(Pointing dataset excerpts)
BEGIN

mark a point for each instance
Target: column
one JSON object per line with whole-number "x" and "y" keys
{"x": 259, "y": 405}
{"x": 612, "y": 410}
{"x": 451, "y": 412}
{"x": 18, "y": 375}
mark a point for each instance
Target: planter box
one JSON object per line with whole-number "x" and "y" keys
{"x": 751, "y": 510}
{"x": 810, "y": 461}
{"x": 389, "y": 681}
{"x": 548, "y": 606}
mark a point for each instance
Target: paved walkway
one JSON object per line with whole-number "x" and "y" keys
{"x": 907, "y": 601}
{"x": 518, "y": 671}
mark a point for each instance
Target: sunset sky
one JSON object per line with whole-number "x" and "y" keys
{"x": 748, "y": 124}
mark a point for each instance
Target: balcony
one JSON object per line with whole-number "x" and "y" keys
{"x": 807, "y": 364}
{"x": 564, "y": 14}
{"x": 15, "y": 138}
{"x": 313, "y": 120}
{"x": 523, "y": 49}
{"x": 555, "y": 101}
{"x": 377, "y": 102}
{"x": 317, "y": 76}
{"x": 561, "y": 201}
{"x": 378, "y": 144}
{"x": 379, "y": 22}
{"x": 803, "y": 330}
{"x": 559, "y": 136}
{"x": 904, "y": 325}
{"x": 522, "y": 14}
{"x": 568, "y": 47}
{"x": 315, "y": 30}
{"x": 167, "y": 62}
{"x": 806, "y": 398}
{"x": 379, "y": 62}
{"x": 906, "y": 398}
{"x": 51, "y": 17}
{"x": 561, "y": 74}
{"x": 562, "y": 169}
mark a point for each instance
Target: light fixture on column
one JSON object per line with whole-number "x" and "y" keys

END

Word for word, write out all of the data above.

mark a point for each instance
Target: column
one JSON object per line with whole-number "x" and "y" keys
{"x": 259, "y": 405}
{"x": 612, "y": 410}
{"x": 451, "y": 412}
{"x": 18, "y": 375}
mark a point for each instance
Target: planter box
one JSON object per line with whole-number "x" and "y" keys
{"x": 751, "y": 510}
{"x": 810, "y": 461}
{"x": 389, "y": 681}
{"x": 548, "y": 606}
mark a point for each instance
Target: paved walkway
one JSON object per line with whole-number "x" and "y" keys
{"x": 907, "y": 601}
{"x": 518, "y": 671}
mark a point for each instance
Target: sunset sky
one JSON object per line with whole-number "x" and "y" keys
{"x": 748, "y": 124}
mark a point for each instance
Target: balcony
one JSON object per line with whole-number "x" and "y" keys
{"x": 807, "y": 364}
{"x": 564, "y": 14}
{"x": 15, "y": 138}
{"x": 313, "y": 120}
{"x": 523, "y": 49}
{"x": 555, "y": 101}
{"x": 377, "y": 102}
{"x": 317, "y": 76}
{"x": 561, "y": 201}
{"x": 378, "y": 144}
{"x": 379, "y": 22}
{"x": 803, "y": 330}
{"x": 559, "y": 136}
{"x": 904, "y": 325}
{"x": 522, "y": 14}
{"x": 568, "y": 47}
{"x": 315, "y": 30}
{"x": 167, "y": 62}
{"x": 806, "y": 398}
{"x": 379, "y": 62}
{"x": 906, "y": 398}
{"x": 51, "y": 17}
{"x": 561, "y": 74}
{"x": 562, "y": 169}
mark a point for each instance
Target: light fixture on column
one JSON object per line with whole-number "x" and "y" keys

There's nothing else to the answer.